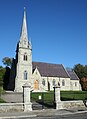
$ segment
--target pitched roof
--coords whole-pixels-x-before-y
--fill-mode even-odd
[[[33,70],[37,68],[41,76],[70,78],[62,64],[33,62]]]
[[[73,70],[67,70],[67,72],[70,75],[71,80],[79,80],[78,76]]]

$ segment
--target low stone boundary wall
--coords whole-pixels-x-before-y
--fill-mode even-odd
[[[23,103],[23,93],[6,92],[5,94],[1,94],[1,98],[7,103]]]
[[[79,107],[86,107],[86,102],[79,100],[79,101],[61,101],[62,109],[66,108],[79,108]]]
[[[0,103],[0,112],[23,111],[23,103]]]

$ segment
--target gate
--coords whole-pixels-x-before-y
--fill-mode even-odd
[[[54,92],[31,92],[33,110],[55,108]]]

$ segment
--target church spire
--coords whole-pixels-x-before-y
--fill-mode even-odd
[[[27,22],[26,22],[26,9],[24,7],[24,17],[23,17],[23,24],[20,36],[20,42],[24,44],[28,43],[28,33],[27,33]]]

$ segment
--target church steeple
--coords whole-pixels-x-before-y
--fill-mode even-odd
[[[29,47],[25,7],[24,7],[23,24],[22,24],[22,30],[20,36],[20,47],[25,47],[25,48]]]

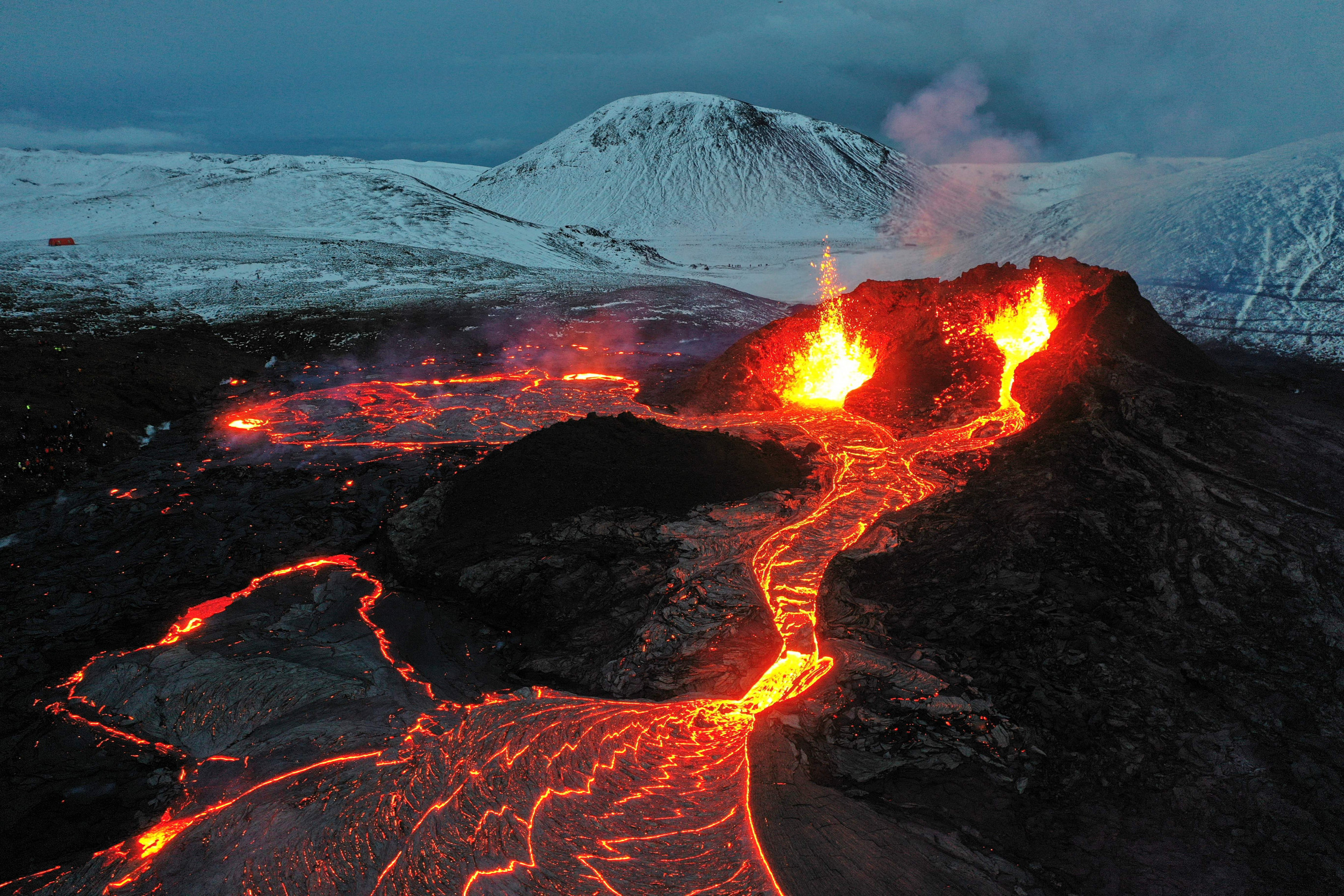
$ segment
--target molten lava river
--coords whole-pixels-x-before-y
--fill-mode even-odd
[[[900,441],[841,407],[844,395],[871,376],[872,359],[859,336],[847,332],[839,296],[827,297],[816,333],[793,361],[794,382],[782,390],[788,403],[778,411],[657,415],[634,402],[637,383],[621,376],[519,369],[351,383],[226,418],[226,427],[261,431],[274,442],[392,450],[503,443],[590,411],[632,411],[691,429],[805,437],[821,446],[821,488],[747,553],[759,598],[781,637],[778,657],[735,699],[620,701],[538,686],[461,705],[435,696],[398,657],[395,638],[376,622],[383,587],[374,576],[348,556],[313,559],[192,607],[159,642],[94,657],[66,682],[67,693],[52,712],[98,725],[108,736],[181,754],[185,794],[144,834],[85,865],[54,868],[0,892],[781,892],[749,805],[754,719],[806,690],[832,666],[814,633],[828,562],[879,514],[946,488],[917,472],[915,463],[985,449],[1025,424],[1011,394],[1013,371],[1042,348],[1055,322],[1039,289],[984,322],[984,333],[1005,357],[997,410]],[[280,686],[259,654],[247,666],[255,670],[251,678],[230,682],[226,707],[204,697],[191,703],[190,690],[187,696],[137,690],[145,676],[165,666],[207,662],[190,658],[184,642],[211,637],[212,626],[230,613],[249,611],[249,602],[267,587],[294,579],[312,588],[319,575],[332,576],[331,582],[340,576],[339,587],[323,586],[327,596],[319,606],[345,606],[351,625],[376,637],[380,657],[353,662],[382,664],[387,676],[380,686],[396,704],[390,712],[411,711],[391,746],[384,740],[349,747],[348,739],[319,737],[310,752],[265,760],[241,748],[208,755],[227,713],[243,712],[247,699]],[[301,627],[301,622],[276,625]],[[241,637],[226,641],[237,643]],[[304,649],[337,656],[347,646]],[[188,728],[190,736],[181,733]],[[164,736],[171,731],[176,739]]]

################

-- Challenge --
Rewrite the material as a numbered list, starting at the first line and ending at the line that contains "[[[0,103],[0,112],[23,111],[23,103]]]", both included. Omit blank lines and leave out the pictures.

-- Exercise output --
1. $ segment
2. --target pitched roof
3. --coords whole-pixels-x-before-y
4. --fill-mode even-odd
5. [[[33,70],[37,68],[41,76],[70,78],[62,64],[33,62]]]
6. [[[73,70],[67,70],[67,72],[70,75],[71,80],[79,80],[78,76]]]
7. $ segment
8. --target low stone boundary wall
9. --coords whole-pixels-x-before-y
10. --fill-mode even-odd
11. [[[23,103],[23,93],[6,92],[5,94],[1,94],[1,98],[7,103]]]
12. [[[79,107],[86,107],[86,102],[79,100],[79,101],[61,101],[62,109],[66,108],[79,108]]]
13. [[[0,103],[0,112],[23,111],[23,103]]]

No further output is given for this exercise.